→ **THE EXERCISE**: Print the part of the weaknesses walker script below between "ww - weaknesses" and "a common format.", inclusive, character for character.

→ **TEXT PASSAGE**:
....

#!/usr/bin/env python
"""
	ww - weaknesses walker
	----------------------
	Choose your tool between the possible ones:
		- flawfinder
		- rats
		- its4
		- vdb
	Then, select the path you want to run them. The output format will be
	the one used by the SATE project: http://samate.nist.gov/index.php/SATE

	Disclaimer:
	This tool doesn't mean to be that useful, it's only to run different type of tools
	and get the answer with a common format.
	

	ww Version 0.1 - Romain Gaucher - http://rgaucher.info

"""
import os,sys,re,popen2
from xml.sax import *   # Need PyXML [http://pyxml.sourceforge.net/]

files_list = []
# lower case
extensions_list = ["c","cc","cpp","cxx","h","hh","hpp","hxx"]
tools_list      = ["flawfinder","rats","its4","vdb"]
format_list     = ["plain","original","sate"]
# basic configuration
t_name    = ""

....

→ **PROVIDED MATERIAL**:

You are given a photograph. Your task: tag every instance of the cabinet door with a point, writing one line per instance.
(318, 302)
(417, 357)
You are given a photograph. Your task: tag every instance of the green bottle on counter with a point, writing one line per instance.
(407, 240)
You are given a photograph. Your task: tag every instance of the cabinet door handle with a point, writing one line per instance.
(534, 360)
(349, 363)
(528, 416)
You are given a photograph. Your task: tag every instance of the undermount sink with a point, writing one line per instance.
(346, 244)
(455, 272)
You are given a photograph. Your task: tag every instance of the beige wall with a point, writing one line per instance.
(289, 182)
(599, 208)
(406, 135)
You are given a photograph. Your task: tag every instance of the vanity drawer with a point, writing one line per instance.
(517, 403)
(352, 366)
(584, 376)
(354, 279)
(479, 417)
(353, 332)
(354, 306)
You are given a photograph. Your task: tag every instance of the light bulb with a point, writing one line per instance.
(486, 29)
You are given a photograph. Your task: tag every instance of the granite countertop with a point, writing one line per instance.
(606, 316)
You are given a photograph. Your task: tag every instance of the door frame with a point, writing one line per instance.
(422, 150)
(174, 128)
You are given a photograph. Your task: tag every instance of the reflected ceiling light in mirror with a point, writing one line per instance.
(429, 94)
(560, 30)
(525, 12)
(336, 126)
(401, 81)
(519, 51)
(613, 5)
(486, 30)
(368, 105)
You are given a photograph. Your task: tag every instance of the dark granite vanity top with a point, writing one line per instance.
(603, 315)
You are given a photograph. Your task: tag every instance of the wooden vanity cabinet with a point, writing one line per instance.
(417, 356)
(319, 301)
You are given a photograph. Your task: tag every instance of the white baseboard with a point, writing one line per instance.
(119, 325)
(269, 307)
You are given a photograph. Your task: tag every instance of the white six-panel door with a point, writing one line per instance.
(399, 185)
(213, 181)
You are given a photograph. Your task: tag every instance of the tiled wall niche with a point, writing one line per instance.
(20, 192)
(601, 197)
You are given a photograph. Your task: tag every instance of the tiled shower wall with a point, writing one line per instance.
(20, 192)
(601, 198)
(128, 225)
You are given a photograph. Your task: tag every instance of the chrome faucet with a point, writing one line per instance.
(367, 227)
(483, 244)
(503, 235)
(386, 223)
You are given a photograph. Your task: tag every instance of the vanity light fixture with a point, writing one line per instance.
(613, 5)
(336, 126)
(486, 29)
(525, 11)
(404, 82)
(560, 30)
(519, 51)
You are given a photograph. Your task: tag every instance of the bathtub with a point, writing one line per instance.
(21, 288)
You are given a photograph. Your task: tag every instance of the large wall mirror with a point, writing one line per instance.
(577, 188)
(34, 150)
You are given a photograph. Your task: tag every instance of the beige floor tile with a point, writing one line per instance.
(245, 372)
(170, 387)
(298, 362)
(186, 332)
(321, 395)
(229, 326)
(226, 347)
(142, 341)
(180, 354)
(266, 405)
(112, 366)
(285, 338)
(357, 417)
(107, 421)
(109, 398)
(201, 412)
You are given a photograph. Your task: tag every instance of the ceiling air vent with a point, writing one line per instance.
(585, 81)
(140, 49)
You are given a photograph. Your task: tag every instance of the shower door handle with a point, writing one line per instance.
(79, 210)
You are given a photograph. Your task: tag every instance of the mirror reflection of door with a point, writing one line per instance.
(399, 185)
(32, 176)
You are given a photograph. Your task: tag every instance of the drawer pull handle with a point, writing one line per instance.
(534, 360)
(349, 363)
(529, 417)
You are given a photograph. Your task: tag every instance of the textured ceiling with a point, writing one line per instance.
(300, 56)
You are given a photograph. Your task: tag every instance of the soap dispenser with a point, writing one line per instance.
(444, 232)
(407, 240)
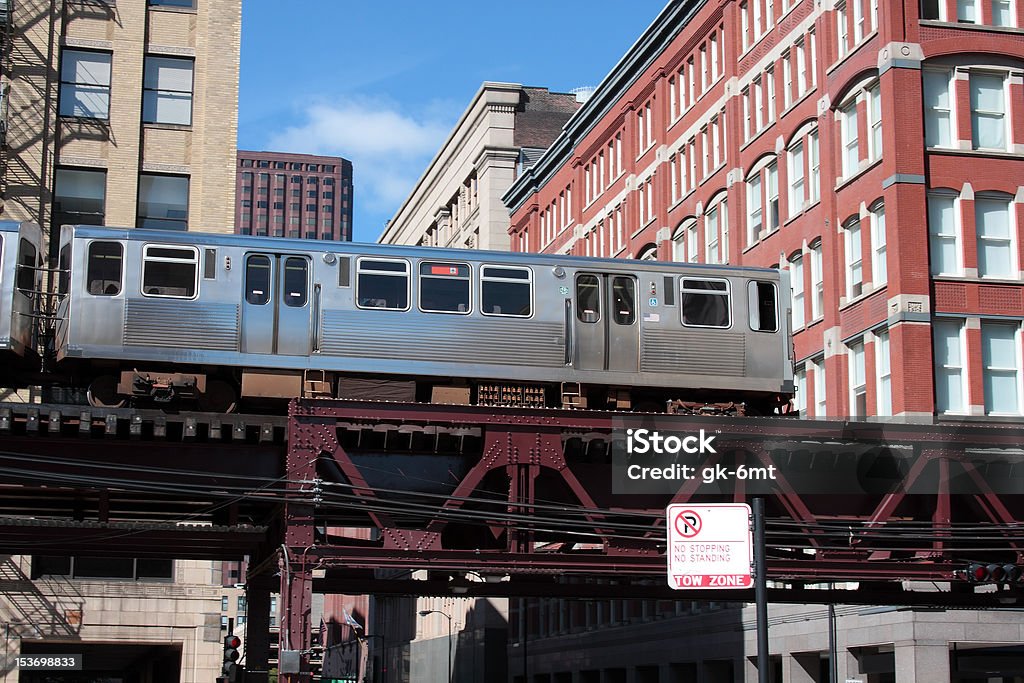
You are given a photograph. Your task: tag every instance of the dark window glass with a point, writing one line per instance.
(705, 303)
(382, 285)
(588, 298)
(763, 305)
(169, 272)
(506, 292)
(444, 288)
(296, 282)
(624, 300)
(64, 269)
(103, 271)
(258, 280)
(27, 267)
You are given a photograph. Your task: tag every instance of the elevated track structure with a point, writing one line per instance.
(524, 499)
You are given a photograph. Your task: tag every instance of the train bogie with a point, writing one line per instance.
(168, 313)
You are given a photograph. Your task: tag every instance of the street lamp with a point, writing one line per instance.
(425, 612)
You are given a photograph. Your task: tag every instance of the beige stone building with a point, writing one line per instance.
(458, 200)
(121, 113)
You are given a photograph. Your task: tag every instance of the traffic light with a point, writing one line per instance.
(231, 654)
(1009, 574)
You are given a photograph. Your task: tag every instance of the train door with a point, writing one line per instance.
(275, 315)
(607, 334)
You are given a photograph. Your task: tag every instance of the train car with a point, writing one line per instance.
(173, 315)
(20, 287)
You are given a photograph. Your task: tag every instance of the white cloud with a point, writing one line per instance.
(388, 150)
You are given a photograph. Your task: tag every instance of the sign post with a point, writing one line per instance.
(710, 546)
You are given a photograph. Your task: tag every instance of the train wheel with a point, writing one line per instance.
(218, 397)
(102, 392)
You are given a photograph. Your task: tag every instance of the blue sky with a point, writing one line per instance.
(382, 83)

....

→ **FINISHED EXERCISE**:
ww - weaknesses walker
	----------------------
	Choose your tool between the possible ones:
		- flawfinder
		- rats
		- its4
		- vdb
	Then, select the path you want to run them. The output format will be
	the one used by the SATE project: http://samate.nist.gov/index.php/SATE

	Disclaimer:
	This tool doesn't mean to be that useful, it's only to run different type of tools
	and get the answer with a common format.